IN VIAGGIO CON PINOCCHIO…
Una notte nel bosco degli spiriti
Villa Panphilj con il buio della notte sembra un bosco antico e arcano. Luogo giusto
per un incontro- rito. Con Amos Tutuola, coi racconti del suo La mia vita nel
bosco degli spiriti, e con quel personaggio bambino che fuggendo di casa per
via della guerra, in continua ricerca di qualcosa, un po’ come il Pinocchio
collodiano, dovrà districarsi con stupore e paura tra magi e fantasmi del
mondo Yaruba, al quale lo scrittore nigeriano non ha mai smesso di abbeverarsi.

[Dati estratti]

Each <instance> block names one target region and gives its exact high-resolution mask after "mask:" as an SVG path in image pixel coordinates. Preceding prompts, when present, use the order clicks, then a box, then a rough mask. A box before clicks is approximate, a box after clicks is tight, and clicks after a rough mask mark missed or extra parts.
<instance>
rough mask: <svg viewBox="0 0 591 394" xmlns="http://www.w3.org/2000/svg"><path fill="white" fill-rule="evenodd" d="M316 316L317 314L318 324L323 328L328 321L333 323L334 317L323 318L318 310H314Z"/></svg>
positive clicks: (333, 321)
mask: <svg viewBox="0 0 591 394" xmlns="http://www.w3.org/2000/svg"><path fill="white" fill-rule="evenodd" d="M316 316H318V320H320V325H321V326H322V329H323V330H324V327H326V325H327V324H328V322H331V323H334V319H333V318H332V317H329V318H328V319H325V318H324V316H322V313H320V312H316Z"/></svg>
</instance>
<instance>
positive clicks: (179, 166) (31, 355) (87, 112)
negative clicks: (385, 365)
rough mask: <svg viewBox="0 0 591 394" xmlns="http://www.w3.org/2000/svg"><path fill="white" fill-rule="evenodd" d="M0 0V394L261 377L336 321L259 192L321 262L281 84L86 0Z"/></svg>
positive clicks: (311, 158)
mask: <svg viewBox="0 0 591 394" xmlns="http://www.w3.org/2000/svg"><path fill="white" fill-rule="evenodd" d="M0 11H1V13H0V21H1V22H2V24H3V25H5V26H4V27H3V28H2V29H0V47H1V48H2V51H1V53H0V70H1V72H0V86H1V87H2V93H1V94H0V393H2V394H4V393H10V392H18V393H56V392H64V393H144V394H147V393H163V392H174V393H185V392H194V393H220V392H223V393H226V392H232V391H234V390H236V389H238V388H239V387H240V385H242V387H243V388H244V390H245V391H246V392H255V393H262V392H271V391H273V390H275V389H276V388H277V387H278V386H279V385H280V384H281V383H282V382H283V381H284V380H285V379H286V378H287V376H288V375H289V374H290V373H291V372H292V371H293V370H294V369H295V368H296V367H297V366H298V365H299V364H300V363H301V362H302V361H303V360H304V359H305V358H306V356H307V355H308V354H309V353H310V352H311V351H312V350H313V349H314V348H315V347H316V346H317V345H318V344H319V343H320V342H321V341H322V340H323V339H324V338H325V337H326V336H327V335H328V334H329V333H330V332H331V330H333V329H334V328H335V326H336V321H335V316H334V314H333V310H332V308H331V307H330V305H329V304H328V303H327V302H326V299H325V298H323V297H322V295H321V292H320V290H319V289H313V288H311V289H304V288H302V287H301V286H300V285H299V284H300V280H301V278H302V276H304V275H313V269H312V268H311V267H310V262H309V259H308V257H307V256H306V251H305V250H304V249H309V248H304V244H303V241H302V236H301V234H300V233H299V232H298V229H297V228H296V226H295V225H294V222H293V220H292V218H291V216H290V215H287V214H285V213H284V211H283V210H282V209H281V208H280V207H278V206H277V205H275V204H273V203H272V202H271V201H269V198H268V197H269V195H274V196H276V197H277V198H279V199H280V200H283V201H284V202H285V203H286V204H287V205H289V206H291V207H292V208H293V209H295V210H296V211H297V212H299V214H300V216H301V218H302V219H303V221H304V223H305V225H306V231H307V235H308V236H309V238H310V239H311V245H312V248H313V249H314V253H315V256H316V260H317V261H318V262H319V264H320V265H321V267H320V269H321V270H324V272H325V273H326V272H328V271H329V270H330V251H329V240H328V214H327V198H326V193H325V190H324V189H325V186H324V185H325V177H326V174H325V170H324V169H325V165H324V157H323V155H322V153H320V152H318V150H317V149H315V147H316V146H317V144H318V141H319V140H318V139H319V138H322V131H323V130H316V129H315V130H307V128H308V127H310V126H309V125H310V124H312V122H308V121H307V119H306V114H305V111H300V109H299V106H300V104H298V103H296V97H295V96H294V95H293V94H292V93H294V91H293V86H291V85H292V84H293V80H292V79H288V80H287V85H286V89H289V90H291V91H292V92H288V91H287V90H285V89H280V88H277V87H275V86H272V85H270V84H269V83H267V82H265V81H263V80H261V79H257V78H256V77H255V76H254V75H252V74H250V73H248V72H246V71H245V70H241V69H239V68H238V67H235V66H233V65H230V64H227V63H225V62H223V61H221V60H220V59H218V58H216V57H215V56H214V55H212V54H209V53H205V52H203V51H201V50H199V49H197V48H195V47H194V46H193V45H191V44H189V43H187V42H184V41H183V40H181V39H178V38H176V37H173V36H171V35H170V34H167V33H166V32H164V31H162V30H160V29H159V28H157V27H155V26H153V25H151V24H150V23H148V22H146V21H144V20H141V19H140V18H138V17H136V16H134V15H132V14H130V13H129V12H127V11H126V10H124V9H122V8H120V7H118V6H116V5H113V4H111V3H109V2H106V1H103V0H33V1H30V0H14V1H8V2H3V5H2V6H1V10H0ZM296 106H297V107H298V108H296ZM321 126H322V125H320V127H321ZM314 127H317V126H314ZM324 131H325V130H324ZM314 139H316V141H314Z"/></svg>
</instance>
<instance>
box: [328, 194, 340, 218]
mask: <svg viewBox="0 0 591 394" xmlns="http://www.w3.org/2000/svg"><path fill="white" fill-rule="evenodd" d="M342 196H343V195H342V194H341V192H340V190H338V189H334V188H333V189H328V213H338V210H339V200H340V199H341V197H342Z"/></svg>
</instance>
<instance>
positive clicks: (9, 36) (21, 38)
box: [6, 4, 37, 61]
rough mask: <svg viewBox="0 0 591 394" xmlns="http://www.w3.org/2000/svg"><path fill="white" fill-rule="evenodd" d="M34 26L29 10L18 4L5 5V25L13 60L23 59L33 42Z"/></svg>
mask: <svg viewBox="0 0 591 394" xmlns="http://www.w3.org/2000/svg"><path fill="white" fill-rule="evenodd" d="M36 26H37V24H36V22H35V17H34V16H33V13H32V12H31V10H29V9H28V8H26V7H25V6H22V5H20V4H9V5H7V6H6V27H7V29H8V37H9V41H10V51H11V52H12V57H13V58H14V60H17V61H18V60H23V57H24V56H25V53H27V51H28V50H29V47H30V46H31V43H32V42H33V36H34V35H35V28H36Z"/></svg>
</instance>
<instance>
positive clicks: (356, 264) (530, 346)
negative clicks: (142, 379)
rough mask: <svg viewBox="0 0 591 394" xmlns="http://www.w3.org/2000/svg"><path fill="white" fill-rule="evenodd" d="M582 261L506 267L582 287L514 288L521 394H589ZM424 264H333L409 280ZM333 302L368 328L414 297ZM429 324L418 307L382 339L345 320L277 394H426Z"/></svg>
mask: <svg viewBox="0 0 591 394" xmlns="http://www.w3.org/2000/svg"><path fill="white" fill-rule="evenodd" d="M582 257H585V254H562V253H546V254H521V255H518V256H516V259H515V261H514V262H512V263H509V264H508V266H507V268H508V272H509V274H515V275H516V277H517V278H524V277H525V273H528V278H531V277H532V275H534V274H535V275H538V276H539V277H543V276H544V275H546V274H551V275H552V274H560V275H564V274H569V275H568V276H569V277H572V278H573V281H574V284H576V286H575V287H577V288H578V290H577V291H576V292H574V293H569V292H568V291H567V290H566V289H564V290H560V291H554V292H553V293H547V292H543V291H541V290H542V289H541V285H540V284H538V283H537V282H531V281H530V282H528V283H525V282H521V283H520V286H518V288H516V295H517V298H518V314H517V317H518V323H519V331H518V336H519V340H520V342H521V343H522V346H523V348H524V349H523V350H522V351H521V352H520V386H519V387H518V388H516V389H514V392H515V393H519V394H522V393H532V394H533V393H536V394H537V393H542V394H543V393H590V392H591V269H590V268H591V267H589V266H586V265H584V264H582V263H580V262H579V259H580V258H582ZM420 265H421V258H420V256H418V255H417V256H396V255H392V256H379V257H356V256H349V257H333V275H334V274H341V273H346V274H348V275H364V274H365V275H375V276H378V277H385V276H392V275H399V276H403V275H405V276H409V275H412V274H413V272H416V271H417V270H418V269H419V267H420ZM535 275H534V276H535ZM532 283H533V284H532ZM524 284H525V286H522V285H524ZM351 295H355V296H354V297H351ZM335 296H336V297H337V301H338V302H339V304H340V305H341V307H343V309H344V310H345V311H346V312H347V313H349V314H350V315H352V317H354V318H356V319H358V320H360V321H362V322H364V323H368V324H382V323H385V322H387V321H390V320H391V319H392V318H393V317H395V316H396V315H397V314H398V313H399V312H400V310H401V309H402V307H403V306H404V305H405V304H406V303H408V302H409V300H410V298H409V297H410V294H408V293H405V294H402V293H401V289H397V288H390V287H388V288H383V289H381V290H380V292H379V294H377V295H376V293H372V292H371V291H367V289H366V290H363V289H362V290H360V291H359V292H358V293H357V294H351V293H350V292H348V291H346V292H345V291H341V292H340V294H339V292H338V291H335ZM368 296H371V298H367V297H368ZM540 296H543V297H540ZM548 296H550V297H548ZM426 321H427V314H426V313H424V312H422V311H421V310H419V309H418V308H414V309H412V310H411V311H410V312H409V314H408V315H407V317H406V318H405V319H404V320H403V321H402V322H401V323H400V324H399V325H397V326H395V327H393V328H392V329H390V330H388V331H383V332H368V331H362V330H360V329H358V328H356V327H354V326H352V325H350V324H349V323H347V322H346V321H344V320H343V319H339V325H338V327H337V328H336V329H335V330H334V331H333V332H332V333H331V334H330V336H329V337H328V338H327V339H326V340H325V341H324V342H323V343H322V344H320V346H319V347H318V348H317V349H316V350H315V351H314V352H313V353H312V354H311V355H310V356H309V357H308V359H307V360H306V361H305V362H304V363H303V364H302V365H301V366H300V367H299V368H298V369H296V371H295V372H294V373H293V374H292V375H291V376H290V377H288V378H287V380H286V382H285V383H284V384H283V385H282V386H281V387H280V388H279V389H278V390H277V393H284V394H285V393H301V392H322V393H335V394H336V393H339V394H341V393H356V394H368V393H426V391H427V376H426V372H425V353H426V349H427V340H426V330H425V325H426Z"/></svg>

◆ QUESITO 1:
Riporta senza modifiche il passo del testo sulla notte nel bosco degli spiriti che si apre con le parole contenenti "IN VIAGGIO CON" e si chiude con "smesso di abbeverarsi.".
◆ QUESITO 2:
Conta le righe dell'elenco in cui compare la stringa "rough", tenendo conto di maiuscole e minuscole, e scrivi soltanto il numero.

◆ SPAZIO RISPOSTA 1:
IN VIAGGIO CON PINOCCHIO…
Una notte nel bosco degli spiriti
Villa Panphilj con il buio della notte sembra un bosco antico e arcano. Luogo giusto
per un incontro- rito. Con Amos Tutuola, coi racconti del suo La mia vita nel
bosco degli spiriti, e con quel personaggio bambino che fuggendo di casa per
via della guerra, in continua ricerca di qualcosa, un po’ come il Pinocchio
collodiano, dovrà districarsi con stupore e paura tra magi e fantasmi del
mondo Yaruba, al quale lo scrittore nigeriano non ha mai smesso di abbeverarsi.

◆ SPAZIO RISPOSTA 2:
5